> [Task list]:
A: From the Wigry thread, extract the text starting with "You may have" and going on through "and 19ft. 8in.".
B: In the Wigry thread, what explanation does the reply give for not finding a report in The Times of the ship's 1942 loss?

── Text passage

# Wigry



## Wayne Pilato

Back in August I posted, looking for info on the vessel "WIGRY" that was wrecked off the coast of Iceland on Jan. 15, 1942. I did get a few responses and I'm wondering if anyone new has any info.

Thank you

Wayne Pilato
Neshanic Station, NJ
USA


----------



## melliget

Wayne.

You may have received this reference to WIGRY in the Miramar Ship index last time: click here

I couldn't find a report in The Times of the loss in 1942, unfortunately (a lot was happening in the war at that time), but for what it's worth, here is a brief report of the WIGRY's launch in 1912 (as HOOTON):

The Times, Wednesday, Jan 03, 1912 
LAUNCHES AND TRIAL TRIPS.- The collier Hooton,
constructed to the order of the Denaby and Cadeby
Main Collieries, was launched by Sir Raylton Dixon
and Co. at Middlesbrough. The principal dimensions
are 275ft. 3in. long by 38ft. 9in. broad and 19ft. 8in.
deep; the carrying capacity will be about 2,500
tons. The vessel will be fitted by Messrs. George
Clark (Limited), Sunderland, with triple-expansion
engines, having cylinders 21in., 34in., and 56in.
diameter by 36in. stroke.

────
── Information given

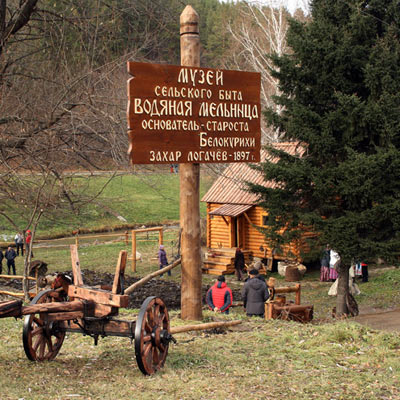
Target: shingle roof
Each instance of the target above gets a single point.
(230, 187)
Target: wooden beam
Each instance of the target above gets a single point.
(157, 228)
(76, 266)
(189, 174)
(147, 278)
(133, 251)
(99, 296)
(119, 271)
(202, 327)
(17, 277)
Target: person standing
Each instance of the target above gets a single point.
(28, 243)
(239, 263)
(219, 297)
(162, 259)
(334, 263)
(10, 257)
(1, 261)
(19, 243)
(325, 264)
(255, 294)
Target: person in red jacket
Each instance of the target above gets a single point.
(219, 296)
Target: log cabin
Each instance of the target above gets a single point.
(234, 219)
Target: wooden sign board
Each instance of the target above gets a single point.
(182, 114)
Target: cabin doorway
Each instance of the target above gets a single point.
(237, 232)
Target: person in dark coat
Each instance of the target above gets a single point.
(10, 257)
(325, 259)
(219, 296)
(28, 242)
(1, 261)
(239, 263)
(162, 259)
(19, 243)
(255, 294)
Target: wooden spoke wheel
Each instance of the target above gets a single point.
(152, 335)
(42, 339)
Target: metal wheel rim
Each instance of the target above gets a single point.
(42, 341)
(150, 349)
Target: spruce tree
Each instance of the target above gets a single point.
(341, 92)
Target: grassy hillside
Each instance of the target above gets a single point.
(139, 199)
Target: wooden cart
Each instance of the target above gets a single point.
(73, 307)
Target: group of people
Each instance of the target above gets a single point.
(10, 254)
(255, 293)
(330, 262)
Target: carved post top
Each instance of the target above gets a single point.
(189, 21)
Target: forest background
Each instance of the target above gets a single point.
(63, 88)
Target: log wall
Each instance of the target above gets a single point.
(219, 232)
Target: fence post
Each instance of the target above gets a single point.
(133, 251)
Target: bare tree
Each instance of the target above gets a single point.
(261, 31)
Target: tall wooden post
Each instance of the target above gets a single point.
(191, 307)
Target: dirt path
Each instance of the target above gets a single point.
(381, 320)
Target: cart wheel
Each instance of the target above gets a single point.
(152, 335)
(42, 339)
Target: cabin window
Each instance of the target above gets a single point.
(264, 220)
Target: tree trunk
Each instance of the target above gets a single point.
(342, 290)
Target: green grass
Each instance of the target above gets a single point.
(255, 360)
(140, 199)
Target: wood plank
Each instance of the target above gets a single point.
(98, 296)
(76, 266)
(112, 327)
(147, 278)
(119, 271)
(53, 307)
(202, 327)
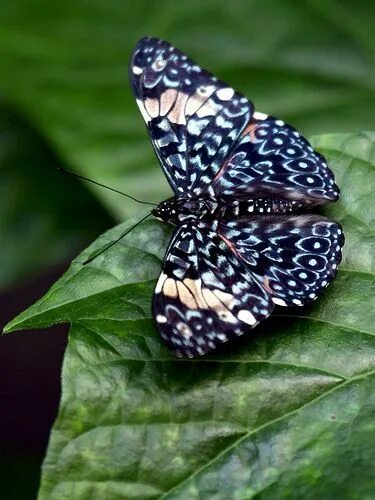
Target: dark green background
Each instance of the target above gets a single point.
(65, 100)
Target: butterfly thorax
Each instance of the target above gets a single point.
(179, 209)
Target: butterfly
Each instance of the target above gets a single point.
(243, 183)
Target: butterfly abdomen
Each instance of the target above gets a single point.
(175, 210)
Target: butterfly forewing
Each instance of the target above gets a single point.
(222, 276)
(273, 159)
(193, 118)
(205, 294)
(293, 257)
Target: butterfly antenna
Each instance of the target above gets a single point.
(90, 259)
(68, 172)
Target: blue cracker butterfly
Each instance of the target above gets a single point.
(241, 181)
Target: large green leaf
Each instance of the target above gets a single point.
(65, 65)
(285, 413)
(44, 217)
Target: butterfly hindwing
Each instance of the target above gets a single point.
(293, 257)
(205, 295)
(222, 277)
(193, 118)
(272, 159)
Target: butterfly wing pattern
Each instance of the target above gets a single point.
(221, 276)
(272, 158)
(205, 294)
(193, 118)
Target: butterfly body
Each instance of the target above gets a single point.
(176, 210)
(243, 182)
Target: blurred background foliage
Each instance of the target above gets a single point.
(65, 100)
(64, 69)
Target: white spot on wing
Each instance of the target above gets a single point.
(260, 116)
(137, 70)
(246, 317)
(225, 94)
(143, 111)
(278, 302)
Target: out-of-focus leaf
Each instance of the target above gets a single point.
(44, 217)
(284, 413)
(65, 64)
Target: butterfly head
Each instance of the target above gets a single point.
(167, 211)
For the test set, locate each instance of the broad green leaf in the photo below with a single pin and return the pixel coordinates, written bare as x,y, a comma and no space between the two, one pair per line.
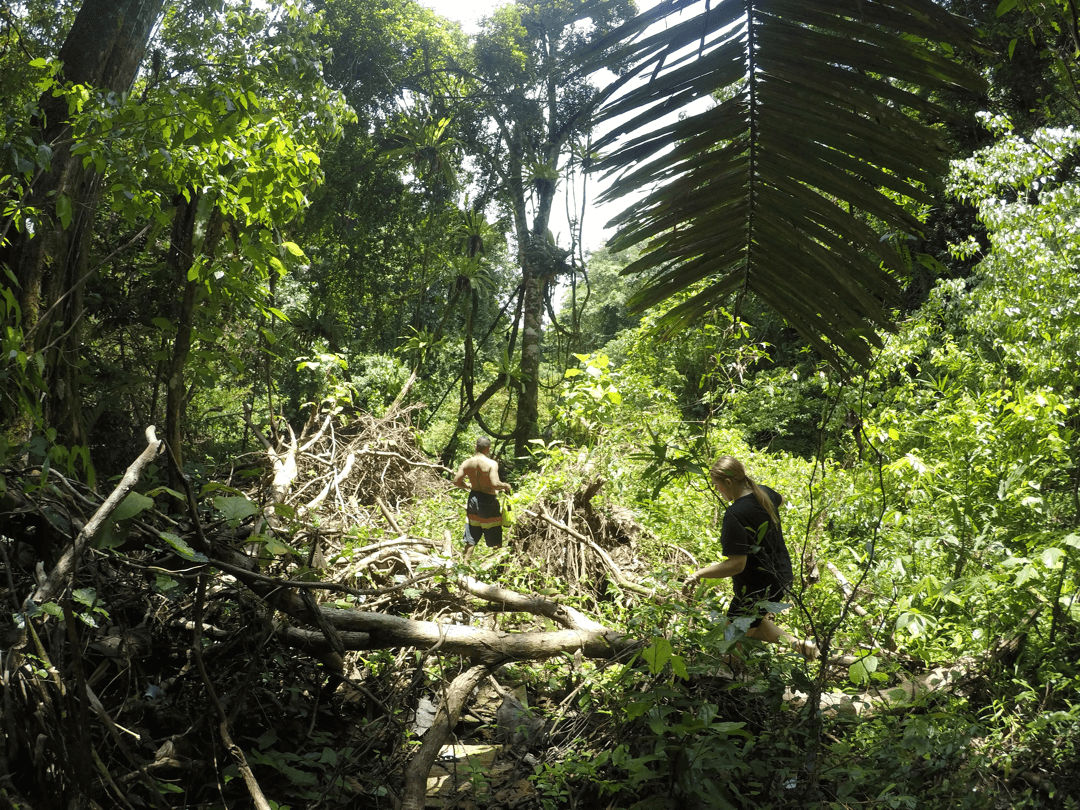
278,548
1052,557
861,671
235,509
181,548
84,596
64,211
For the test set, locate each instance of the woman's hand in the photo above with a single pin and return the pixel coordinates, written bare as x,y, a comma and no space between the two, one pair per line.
690,584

────

> [Solved tasks]:
A:
You may have received this reference to WIGRY in the Miramar Ship index last time: click here

I couldn't find a report in The Times of the loss in 1942, unfortunately (a lot was happening in the war at that time), but for what it's worth, here is a brief report of the WIGRY's launch in 1912 (as HOOTON):

The Times, Wednesday, Jan 03, 1912 
LAUNCHES AND TRIAL TRIPS.- The collier Hooton,
constructed to the order of the Denaby and Cadeby
Main Collieries, was launched by Sir Raylton Dixon
and Co. at Middlesbrough. The principal dimensions
are 275ft. 3in. long by 38ft. 9in. broad and 19ft. 8in.

B: The reply says a lot was happening in the war at that time. In place of a loss report, it offers a brief Times report of the ship's 1912 launch under the name Hooton.